Кстати сказать, его супруга при всех своих отрицательных, наверное, качествах, она была более проницательна, она все время без конца ему говорила, будь тверже, будь как настоящий император, будь как Петр Первый и так далее, и тому подобное.
С.Бунтман
―
Что значит быть тверже, можно быть глупо тверже, то есть настаивать постоянно на своем и стараться подмять то, что, в общем-то, толково и хорошо развивается, а можно быть твердым вполне нормально, знать решение, твердо разбираться в людях, учитывать тенденции.
В.Булдаков
―
Я понял, но бывает ситуация, когда лучше быть даже глупо твердым, чем вообще никаким.
С.Бунтман
―
Ну, какие ситуации, если мы посмотрим на правление Николая Второго, какие ситуации требовали от него твердости просто, ну, мгновенной, скажем так? Какие самые главные ситуации?
В.Булдаков
―
Так сходу мне, конечно, очень трудно сказать, в общем-то, таких ситуаций была масса. В основном, конечно, приходилось принимать такие решения в 1905-ом году, отнюдь не в 14-ом. Ну, в 14-ом тоже, надо было решать ему вопрос, по закону Николай Второй, император, по закону должен был стать сразу верховным главнокомандующим.

ДАННЫЕ ДЛЯ АНАЛИЗА:
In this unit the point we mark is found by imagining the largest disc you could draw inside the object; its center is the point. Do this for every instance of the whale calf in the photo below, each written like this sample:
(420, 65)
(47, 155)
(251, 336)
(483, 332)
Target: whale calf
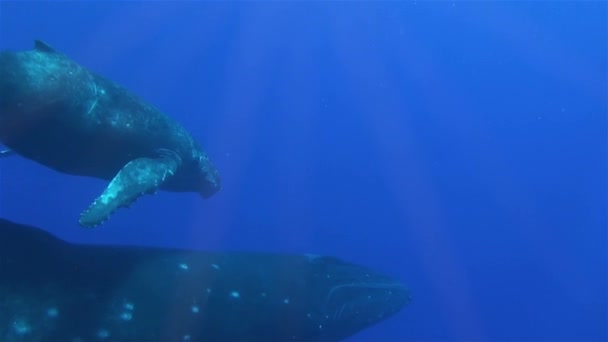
(52, 290)
(59, 114)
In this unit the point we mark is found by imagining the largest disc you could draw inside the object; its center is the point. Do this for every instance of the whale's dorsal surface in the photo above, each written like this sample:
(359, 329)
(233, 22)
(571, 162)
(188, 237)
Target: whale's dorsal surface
(52, 290)
(44, 47)
(61, 115)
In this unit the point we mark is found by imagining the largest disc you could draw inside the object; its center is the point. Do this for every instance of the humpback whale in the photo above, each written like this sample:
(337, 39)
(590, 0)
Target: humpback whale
(59, 114)
(53, 290)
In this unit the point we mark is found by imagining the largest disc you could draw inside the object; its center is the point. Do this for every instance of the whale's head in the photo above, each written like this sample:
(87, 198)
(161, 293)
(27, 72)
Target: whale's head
(349, 298)
(210, 182)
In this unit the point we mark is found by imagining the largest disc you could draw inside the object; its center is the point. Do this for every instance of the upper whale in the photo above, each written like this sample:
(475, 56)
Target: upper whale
(60, 114)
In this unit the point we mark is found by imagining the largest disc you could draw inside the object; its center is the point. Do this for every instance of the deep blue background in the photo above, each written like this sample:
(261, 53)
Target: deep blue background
(458, 146)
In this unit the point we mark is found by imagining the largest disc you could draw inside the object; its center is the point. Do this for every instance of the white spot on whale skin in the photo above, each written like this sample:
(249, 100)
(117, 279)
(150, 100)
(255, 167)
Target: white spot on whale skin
(21, 327)
(52, 312)
(102, 334)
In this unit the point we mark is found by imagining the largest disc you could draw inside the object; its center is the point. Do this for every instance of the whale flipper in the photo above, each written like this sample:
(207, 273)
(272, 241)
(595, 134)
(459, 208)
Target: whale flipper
(138, 177)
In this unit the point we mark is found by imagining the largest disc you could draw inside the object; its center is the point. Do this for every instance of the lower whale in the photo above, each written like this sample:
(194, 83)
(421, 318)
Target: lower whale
(52, 290)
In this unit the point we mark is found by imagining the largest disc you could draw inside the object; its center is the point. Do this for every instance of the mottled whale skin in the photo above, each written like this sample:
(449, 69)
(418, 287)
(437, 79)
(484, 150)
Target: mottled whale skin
(52, 290)
(61, 115)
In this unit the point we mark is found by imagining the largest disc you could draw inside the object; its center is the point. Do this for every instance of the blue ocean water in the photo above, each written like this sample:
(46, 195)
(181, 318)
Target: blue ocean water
(460, 146)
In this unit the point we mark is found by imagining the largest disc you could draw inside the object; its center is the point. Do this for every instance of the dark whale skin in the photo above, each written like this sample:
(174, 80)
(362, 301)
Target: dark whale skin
(62, 115)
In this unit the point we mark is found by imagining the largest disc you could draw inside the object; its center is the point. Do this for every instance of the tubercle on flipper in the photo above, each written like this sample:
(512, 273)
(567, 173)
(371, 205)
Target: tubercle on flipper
(106, 217)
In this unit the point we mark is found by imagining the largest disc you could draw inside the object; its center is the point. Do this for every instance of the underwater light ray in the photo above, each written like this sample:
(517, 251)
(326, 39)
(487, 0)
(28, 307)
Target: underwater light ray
(393, 132)
(244, 89)
(516, 31)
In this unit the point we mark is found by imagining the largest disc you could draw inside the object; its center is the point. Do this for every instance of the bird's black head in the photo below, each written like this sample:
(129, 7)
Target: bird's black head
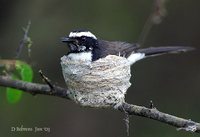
(80, 41)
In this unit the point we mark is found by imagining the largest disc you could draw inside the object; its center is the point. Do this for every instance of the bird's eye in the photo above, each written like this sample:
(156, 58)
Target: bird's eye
(83, 39)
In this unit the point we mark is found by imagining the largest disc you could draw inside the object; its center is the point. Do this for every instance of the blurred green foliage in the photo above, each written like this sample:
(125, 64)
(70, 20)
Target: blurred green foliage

РАБОТА С МАТЕРИАЛОМ:
1) Кратко перескажите абзац из текста о правлении Николая Второго, который начинается словами «Что значит быть тверже», и сохраните его основные мысли.
2) Верните дословно фрагмент текста о правлении Николая Второго, начиная со слов «Кстати сказать, его» и продолжая до слов «и тому подобное.» включительно.

ОТВЕТЫ К ЗАДАНИЯМ:
1) Твёрдость бывает глупой и нормальной. Глупая твёрдость — это постоянное настаивание на своём и попытки подмять то, что толково и хорошо развивается. Нормальная твёрдость — это знать решение, твёрдо разбираться в людях и учитывать тенденции.

2)
Кстати сказать, его супруга при всех своих отрицательных, наверное, качествах, она была более проницательна, она все время без конца ему говорила, будь тверже, будь как настоящий император, будь как Петр Первый и так далее, и тому подобное.